**TEXT SECTION:**
%%

So I was gonna read People's History this weekend, but individuals of the feminine persuasion are to blame for my not reading...
Well, I got the best masssage in the history of the world. ever. EVER. that's that. Case closed. Damn, I really need to see that girl again...and again...and again. Mmm...
. . .
Wednesday, January 10, 2001
The final irony? Justice is blind. And thus ends my god damn english questions. Now I just(ice) have to write the essay. Well I have a thesis statement, that's a start, right? Better to sleep now, work tomorrow...arg arg arg..I have a history test tomorrow. I have a french test on friday. And I don't even KNOW if I have an anatomy and physiology test. GOD DAMN. I need to just kick it back and chill. A whole lot. FUCK FUCK FUCK. I forgot to do teenvoice...ehhhh...I have to whip up some bullshit right now... yea. werd.
I'm tooo fucking stressed.
Sunday, January 07, 2001
It took 30 years to declassify the Death of Che Guevara...
how about that...
I've been mad busy, but I've setup nutt.2y.net (my in-house server...servix) as a web server, and more importantly, if you know me, contact me, cus my mp3's are now up @ nutt.2y.net/mp3... log/password required... hehe. =-p
Soon I'll have my electronic's research project working to a good extent. thank god..heh. Busy busy busy...

%%

**WORK TO COMPLETE:**
1. In the blog entries, how many years did it take to declassify the Death of Che Guevara?
2. Please pick up the blog entries after their final line and keep writing in the same voice.
You won't need the material that comes next.

**EXCERPTED DATA:**
%%

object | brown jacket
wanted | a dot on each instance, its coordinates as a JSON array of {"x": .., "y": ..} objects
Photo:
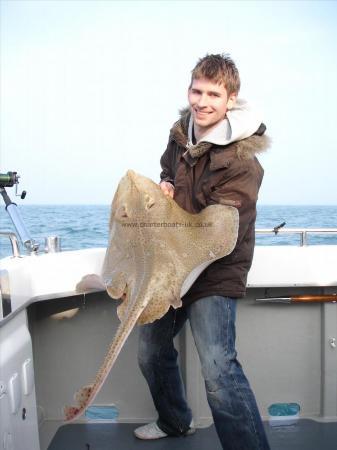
[{"x": 228, "y": 174}]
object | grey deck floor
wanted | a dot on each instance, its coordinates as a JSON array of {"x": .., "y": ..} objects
[{"x": 304, "y": 435}]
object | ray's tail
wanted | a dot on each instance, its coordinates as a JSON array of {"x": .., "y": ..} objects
[{"x": 85, "y": 396}]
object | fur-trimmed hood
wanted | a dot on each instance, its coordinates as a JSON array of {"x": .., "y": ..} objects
[{"x": 242, "y": 127}]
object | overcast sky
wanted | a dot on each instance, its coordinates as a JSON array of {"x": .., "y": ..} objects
[{"x": 90, "y": 89}]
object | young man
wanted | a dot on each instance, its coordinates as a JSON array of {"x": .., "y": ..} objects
[{"x": 210, "y": 158}]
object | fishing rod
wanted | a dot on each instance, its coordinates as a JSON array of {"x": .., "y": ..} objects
[
  {"x": 320, "y": 298},
  {"x": 11, "y": 179}
]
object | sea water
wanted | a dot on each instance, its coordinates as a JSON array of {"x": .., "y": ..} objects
[{"x": 86, "y": 226}]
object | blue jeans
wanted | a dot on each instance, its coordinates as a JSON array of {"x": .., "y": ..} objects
[{"x": 232, "y": 402}]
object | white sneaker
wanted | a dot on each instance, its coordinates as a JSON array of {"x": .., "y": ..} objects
[{"x": 152, "y": 431}]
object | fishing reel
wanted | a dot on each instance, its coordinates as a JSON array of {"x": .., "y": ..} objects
[{"x": 10, "y": 179}]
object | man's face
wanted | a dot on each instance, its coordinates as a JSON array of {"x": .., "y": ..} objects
[{"x": 209, "y": 102}]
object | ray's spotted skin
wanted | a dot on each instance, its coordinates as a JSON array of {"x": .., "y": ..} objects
[{"x": 156, "y": 251}]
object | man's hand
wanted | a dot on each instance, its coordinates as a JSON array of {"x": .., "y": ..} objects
[{"x": 167, "y": 188}]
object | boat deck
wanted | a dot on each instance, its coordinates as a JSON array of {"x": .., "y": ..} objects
[{"x": 305, "y": 434}]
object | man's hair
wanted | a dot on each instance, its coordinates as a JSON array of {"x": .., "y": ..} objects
[{"x": 220, "y": 69}]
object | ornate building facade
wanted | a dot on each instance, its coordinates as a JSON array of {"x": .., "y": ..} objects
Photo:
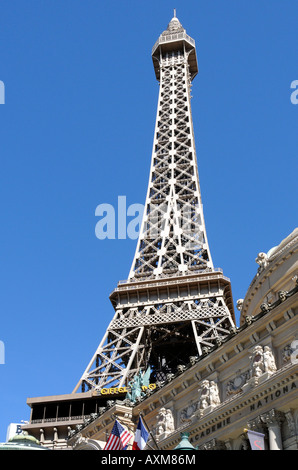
[{"x": 174, "y": 316}]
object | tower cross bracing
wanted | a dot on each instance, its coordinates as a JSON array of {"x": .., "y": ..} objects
[{"x": 175, "y": 304}]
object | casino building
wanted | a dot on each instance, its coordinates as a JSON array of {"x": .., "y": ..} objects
[{"x": 173, "y": 352}]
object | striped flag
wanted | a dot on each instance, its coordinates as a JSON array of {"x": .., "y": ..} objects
[
  {"x": 141, "y": 436},
  {"x": 119, "y": 438}
]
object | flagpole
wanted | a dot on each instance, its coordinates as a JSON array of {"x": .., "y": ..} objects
[{"x": 141, "y": 414}]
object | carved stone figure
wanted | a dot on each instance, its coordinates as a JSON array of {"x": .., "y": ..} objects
[
  {"x": 269, "y": 361},
  {"x": 257, "y": 362},
  {"x": 262, "y": 261},
  {"x": 208, "y": 394},
  {"x": 262, "y": 360}
]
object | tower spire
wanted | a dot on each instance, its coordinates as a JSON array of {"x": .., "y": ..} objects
[{"x": 174, "y": 304}]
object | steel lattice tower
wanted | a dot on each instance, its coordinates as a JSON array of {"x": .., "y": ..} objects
[{"x": 174, "y": 303}]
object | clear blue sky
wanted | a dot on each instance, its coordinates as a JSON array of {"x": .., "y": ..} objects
[{"x": 77, "y": 131}]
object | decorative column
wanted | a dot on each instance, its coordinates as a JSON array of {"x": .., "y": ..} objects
[{"x": 273, "y": 420}]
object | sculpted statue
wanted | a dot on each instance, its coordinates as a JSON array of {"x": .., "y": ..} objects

%%

**THE RESPONSES:**
1. 30 years.

2.
damn...I wrote about the mp3 section already..I'm getting altzhiemers...woops. O well, I aded a bunch of stuff, so there!!!
Erik's house was fun on saturday, I had a really chill time with Brittany...the whole aura was really chill. I felt bad about ignoring (who, me?) Alicia. I really don't want her. I'm sorry. That's just what the captain down below is telling me. Plus, she's done, I'd rather get something fresh. Brit said she could hook me up with some dutch girl from her town...Jen. I'm intrigued. Never met a dutch girl before, don't know if they're hot or not...
o well, 'nuf rambling. I've got to do my second history paper, then I was gonna tackle english...It's sunday night. Did you ACTUALLY expect me to do work before now? haha...
Friday, January 05, 2001
"The problem with somebody giving you shit about being gay, it's not that they're wrong about you, it's that they're giving you shit."
~ Eddie, SLC Punk
Well I told my self I'd be mad updating during the holidays. That idea got shot to hell. Now I'm sitting here with a weekend infront of me, and the following order of duties.
2 History Reaction Papers
1 English Thesis Statement development + Essay
5 Reading Reaction Questions (1 page each)
Learn the Fundamental Theorem of Calculus
Learn ... Chemistry
Learn about minimal apache installs.
I just got nutt.2y.net working. More notably, nutt.2y.net.mp3... mmmm..p3.